===== Task data =====

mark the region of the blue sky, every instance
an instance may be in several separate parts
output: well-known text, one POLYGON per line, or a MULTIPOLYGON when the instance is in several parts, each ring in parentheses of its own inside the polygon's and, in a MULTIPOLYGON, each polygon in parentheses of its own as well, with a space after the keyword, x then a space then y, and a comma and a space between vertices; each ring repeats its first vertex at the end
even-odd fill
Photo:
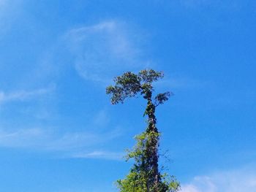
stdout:
POLYGON ((256 3, 0 0, 2 191, 110 192, 146 126, 105 87, 152 68, 162 164, 182 192, 256 187, 256 3))

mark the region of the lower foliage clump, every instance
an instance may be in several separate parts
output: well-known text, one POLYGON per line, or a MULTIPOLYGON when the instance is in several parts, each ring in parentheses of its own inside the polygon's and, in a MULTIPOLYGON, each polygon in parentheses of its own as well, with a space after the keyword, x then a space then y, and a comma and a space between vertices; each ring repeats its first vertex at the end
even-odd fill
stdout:
POLYGON ((170 92, 152 94, 152 82, 163 77, 162 72, 153 69, 140 71, 138 74, 126 72, 114 79, 115 85, 107 88, 107 94, 111 95, 113 104, 123 103, 127 98, 140 93, 147 101, 144 116, 147 127, 141 134, 135 137, 137 144, 127 153, 127 160, 132 158, 135 164, 124 180, 117 181, 120 192, 176 192, 179 183, 173 176, 161 173, 159 170, 159 132, 157 128, 156 108, 168 100, 170 92))

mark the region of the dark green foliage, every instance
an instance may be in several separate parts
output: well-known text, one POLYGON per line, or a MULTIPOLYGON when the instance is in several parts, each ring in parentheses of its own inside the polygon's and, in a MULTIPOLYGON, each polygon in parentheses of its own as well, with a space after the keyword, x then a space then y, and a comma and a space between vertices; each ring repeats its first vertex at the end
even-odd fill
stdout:
POLYGON ((157 130, 156 107, 168 100, 170 92, 159 93, 152 101, 152 82, 163 77, 162 72, 153 69, 140 71, 138 74, 126 72, 114 79, 115 85, 107 88, 111 95, 111 103, 123 103, 127 98, 143 95, 147 100, 144 115, 148 116, 148 126, 144 132, 135 137, 137 145, 128 151, 127 160, 133 158, 135 164, 124 180, 117 181, 121 192, 176 192, 179 183, 173 177, 162 174, 159 170, 159 142, 160 134, 157 130))

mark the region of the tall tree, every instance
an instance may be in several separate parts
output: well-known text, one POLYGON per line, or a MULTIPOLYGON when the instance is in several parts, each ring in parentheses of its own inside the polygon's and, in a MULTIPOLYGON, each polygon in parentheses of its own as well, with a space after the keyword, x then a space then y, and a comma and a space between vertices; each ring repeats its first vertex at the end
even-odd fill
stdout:
POLYGON ((152 82, 163 77, 162 72, 153 69, 142 70, 138 74, 128 72, 115 77, 115 85, 106 89, 113 104, 123 103, 126 99, 138 93, 147 101, 144 116, 148 117, 148 126, 135 137, 137 144, 128 151, 127 160, 133 158, 135 164, 127 177, 117 181, 121 192, 174 192, 179 189, 176 179, 162 174, 159 169, 160 134, 157 128, 155 110, 168 100, 170 93, 159 93, 154 97, 152 82))

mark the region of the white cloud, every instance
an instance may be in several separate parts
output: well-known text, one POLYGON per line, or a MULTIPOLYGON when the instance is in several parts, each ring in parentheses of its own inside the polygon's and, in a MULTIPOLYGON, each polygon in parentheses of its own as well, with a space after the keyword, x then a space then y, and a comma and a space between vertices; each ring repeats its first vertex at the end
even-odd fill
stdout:
POLYGON ((97 150, 90 153, 75 154, 73 158, 104 158, 109 160, 121 160, 124 154, 123 153, 115 153, 109 151, 97 150))
POLYGON ((208 176, 195 177, 190 183, 181 185, 181 192, 244 192, 255 191, 255 166, 222 171, 208 176))
POLYGON ((78 74, 89 80, 106 82, 124 70, 146 66, 140 59, 138 31, 116 20, 72 29, 64 37, 75 57, 78 74))
POLYGON ((24 101, 26 99, 38 97, 47 93, 50 93, 53 91, 53 89, 54 86, 32 91, 15 91, 10 93, 0 91, 0 104, 13 101, 24 101))
POLYGON ((98 134, 81 131, 61 134, 50 128, 0 129, 0 147, 78 153, 113 139, 119 135, 117 130, 98 134))

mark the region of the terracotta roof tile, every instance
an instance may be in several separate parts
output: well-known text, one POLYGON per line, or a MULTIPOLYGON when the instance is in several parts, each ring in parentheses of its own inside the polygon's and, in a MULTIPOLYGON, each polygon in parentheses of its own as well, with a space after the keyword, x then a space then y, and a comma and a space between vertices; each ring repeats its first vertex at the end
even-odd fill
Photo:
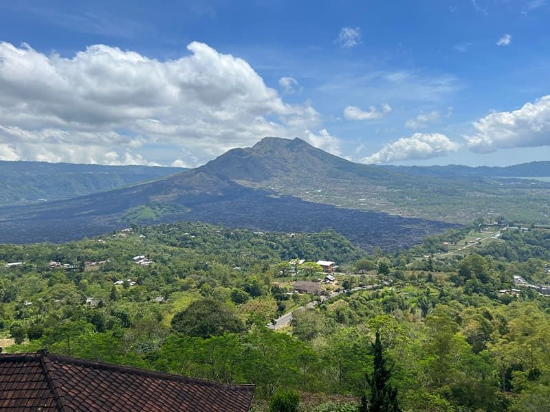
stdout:
POLYGON ((253 396, 253 385, 43 353, 0 354, 0 411, 245 412, 253 396))

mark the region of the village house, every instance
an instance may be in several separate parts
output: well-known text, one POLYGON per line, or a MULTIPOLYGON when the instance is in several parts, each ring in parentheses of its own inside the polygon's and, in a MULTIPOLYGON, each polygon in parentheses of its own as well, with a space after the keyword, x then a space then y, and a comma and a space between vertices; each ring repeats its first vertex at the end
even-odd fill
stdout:
POLYGON ((318 260, 317 264, 322 268, 323 272, 332 273, 336 268, 336 264, 330 260, 318 260))
POLYGON ((7 268, 16 268, 17 266, 22 266, 23 264, 25 264, 24 262, 12 262, 12 263, 6 263, 6 267, 7 268))
POLYGON ((248 412, 254 387, 48 354, 0 354, 0 410, 248 412))
POLYGON ((293 285, 294 290, 300 293, 308 293, 309 295, 320 295, 321 286, 319 284, 314 282, 307 282, 305 280, 298 280, 293 285))
POLYGON ((132 260, 135 263, 142 266, 148 266, 153 263, 152 260, 146 258, 144 255, 141 255, 140 256, 134 256, 133 258, 132 258, 132 260))
POLYGON ((322 282, 326 284, 333 284, 336 282, 336 278, 332 275, 327 275, 322 282))

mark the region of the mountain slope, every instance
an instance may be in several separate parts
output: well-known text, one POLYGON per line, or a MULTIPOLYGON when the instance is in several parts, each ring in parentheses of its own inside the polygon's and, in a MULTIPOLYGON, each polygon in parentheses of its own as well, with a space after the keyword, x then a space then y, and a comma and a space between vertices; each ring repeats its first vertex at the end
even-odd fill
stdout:
POLYGON ((549 224, 545 199, 550 184, 485 176, 546 172, 549 164, 503 169, 364 165, 299 139, 267 137, 252 148, 230 150, 201 169, 250 187, 339 207, 448 222, 470 223, 480 216, 490 219, 500 214, 549 224))
MULTIPOLYGON (((315 150, 315 156, 324 156, 315 150)), ((234 159, 234 152, 219 161, 225 169, 217 169, 214 167, 216 163, 211 163, 147 183, 67 201, 0 209, 0 242, 61 242, 100 235, 129 225, 128 216, 139 215, 140 208, 146 209, 144 215, 154 216, 140 222, 144 224, 186 220, 260 231, 313 232, 333 229, 366 249, 375 246, 387 249, 406 247, 428 233, 452 227, 306 202, 246 187, 228 177, 249 178, 242 172, 246 168, 239 168, 234 159), (162 212, 155 214, 156 211, 162 212)), ((266 175, 289 167, 290 163, 285 165, 282 159, 272 161, 275 154, 252 156, 243 164, 254 164, 248 161, 263 164, 254 171, 266 175)), ((330 159, 336 165, 346 162, 330 159)))
POLYGON ((68 199, 183 170, 138 165, 0 161, 0 206, 68 199))
POLYGON ((384 166, 388 170, 415 174, 436 177, 477 176, 481 177, 536 177, 550 176, 550 161, 532 161, 511 166, 477 166, 472 168, 461 165, 447 166, 384 166))
POLYGON ((188 220, 260 231, 334 229, 365 249, 395 249, 479 216, 544 223, 549 196, 542 182, 419 176, 270 137, 155 181, 0 209, 0 242, 64 241, 131 222, 188 220))

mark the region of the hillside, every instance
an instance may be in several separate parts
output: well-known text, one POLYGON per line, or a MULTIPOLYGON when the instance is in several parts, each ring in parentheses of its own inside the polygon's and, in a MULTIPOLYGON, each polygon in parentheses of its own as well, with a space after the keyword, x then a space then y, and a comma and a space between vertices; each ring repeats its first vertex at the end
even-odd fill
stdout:
POLYGON ((4 352, 253 383, 256 412, 276 388, 300 391, 303 412, 343 412, 357 411, 377 331, 404 411, 547 411, 550 297, 528 285, 547 284, 549 242, 507 231, 479 254, 426 259, 428 244, 367 255, 331 231, 179 222, 0 244, 0 339, 4 352), (321 259, 334 281, 320 282, 321 259))
POLYGON ((350 162, 299 139, 267 137, 155 181, 0 209, 0 242, 61 242, 133 222, 186 220, 258 231, 333 229, 366 249, 395 249, 478 217, 547 222, 549 195, 544 182, 419 179, 350 162))
POLYGON ((183 170, 138 165, 0 161, 0 206, 69 199, 183 170))
POLYGON ((385 166, 388 170, 415 174, 437 177, 476 176, 480 177, 537 177, 550 176, 550 161, 532 161, 511 166, 478 166, 461 165, 446 166, 385 166))
POLYGON ((300 139, 265 138, 234 149, 200 169, 245 186, 393 215, 468 224, 503 215, 550 223, 550 184, 502 176, 548 176, 550 162, 505 168, 388 167, 355 163, 300 139), (538 174, 531 174, 535 172, 538 174), (419 179, 421 177, 421 179, 419 179))
POLYGON ((179 220, 287 232, 334 229, 366 249, 395 250, 452 227, 336 207, 253 189, 199 168, 154 182, 69 201, 0 209, 0 242, 63 242, 132 222, 179 220), (135 220, 132 217, 149 216, 135 220))

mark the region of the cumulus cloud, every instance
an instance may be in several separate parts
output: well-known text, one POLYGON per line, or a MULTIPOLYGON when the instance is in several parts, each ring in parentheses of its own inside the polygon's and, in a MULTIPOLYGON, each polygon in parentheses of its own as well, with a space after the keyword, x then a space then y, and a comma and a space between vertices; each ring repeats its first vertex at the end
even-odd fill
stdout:
POLYGON ((497 46, 508 46, 512 43, 512 36, 509 34, 503 34, 498 41, 496 42, 497 46))
POLYGON ((336 43, 344 49, 355 47, 361 43, 361 29, 360 27, 342 27, 336 39, 336 43))
POLYGON ((312 146, 325 152, 332 153, 336 156, 341 154, 340 139, 336 136, 332 136, 326 129, 321 129, 318 135, 308 130, 305 139, 312 146))
POLYGON ((8 144, 0 143, 0 160, 19 160, 19 155, 8 144))
POLYGON ((474 128, 474 135, 465 136, 474 152, 550 146, 550 95, 514 111, 491 113, 474 128))
POLYGON ((160 61, 96 45, 66 58, 0 43, 0 156, 148 164, 154 146, 167 164, 185 147, 202 162, 319 126, 309 104, 285 102, 244 60, 198 42, 188 49, 160 61))
POLYGON ((376 120, 382 119, 391 111, 389 104, 384 103, 378 110, 375 106, 371 106, 368 111, 359 108, 357 106, 348 106, 344 109, 344 117, 347 120, 376 120))
POLYGON ((441 118, 439 112, 437 110, 430 112, 420 112, 414 119, 409 119, 405 122, 407 128, 419 128, 425 127, 428 123, 437 122, 441 118))
POLYGON ((292 94, 300 90, 300 83, 292 77, 282 77, 279 79, 279 86, 287 94, 292 94))
POLYGON ((365 163, 385 163, 400 160, 419 160, 445 156, 457 150, 458 144, 441 133, 415 133, 410 137, 387 143, 382 150, 365 157, 365 163))

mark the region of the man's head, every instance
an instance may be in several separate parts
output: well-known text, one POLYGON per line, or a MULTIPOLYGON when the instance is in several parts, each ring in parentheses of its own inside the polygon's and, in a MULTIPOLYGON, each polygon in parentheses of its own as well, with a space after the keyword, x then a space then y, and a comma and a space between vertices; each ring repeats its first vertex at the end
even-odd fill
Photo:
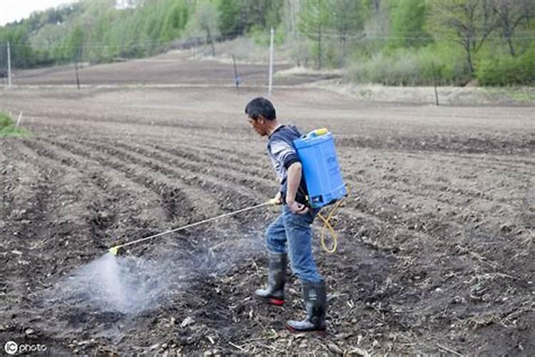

=====

**Problem details:** Copy word for word the lines in the records above, starting with the line that contains "mark the region of the terracotta" and going on through the line that contains "POLYGON ((322 282, 326", and leave the pictures out of your answer.

**Exercise answer:**
mark the region of the terracotta roof tile, every instance
an instance may be in several separate parts
output: well-known text, one POLYGON per line, or a MULTIPOLYGON when the instance is in several parts, each ring in parentheses of its own inside the polygon's and, in a MULTIPOLYGON, each polygon in parentheses of its own as well, with a space after the keyword, x then a space then y, and a comma and a space between vertices; each ring repeats its first vertex at the end
even-odd fill
Photo:
stdout:
POLYGON ((253 396, 253 385, 43 353, 0 354, 0 411, 245 412, 253 396))

mark the region of the village house, every instance
an instance may be in several separate parts
output: well-known text, one POLYGON per line, or a MULTIPOLYGON when the instance is in several parts, each ring in parentheses of its own inside the polygon's and, in a MULTIPOLYGON, each polygon in parentheses of its own as well, with a space after the keyword, x then a space then y, and a comma and a space between vertices; each ring repeats its first vertex at the end
even-odd fill
stdout:
POLYGON ((318 260, 317 264, 322 268, 323 272, 332 273, 336 268, 336 264, 330 260, 318 260))
POLYGON ((7 268, 16 268, 17 266, 22 266, 23 264, 25 264, 24 262, 12 262, 12 263, 6 263, 6 267, 7 268))
POLYGON ((248 412, 254 387, 48 354, 0 354, 0 410, 248 412))
POLYGON ((293 285, 294 290, 300 293, 308 293, 309 295, 320 295, 321 286, 319 284, 314 282, 307 282, 305 280, 298 280, 293 285))
POLYGON ((132 260, 135 263, 142 266, 148 266, 153 263, 152 260, 146 258, 144 255, 141 255, 140 256, 134 256, 133 258, 132 258, 132 260))
POLYGON ((322 282, 326 284, 333 284, 336 282, 336 278, 332 275, 327 275, 322 282))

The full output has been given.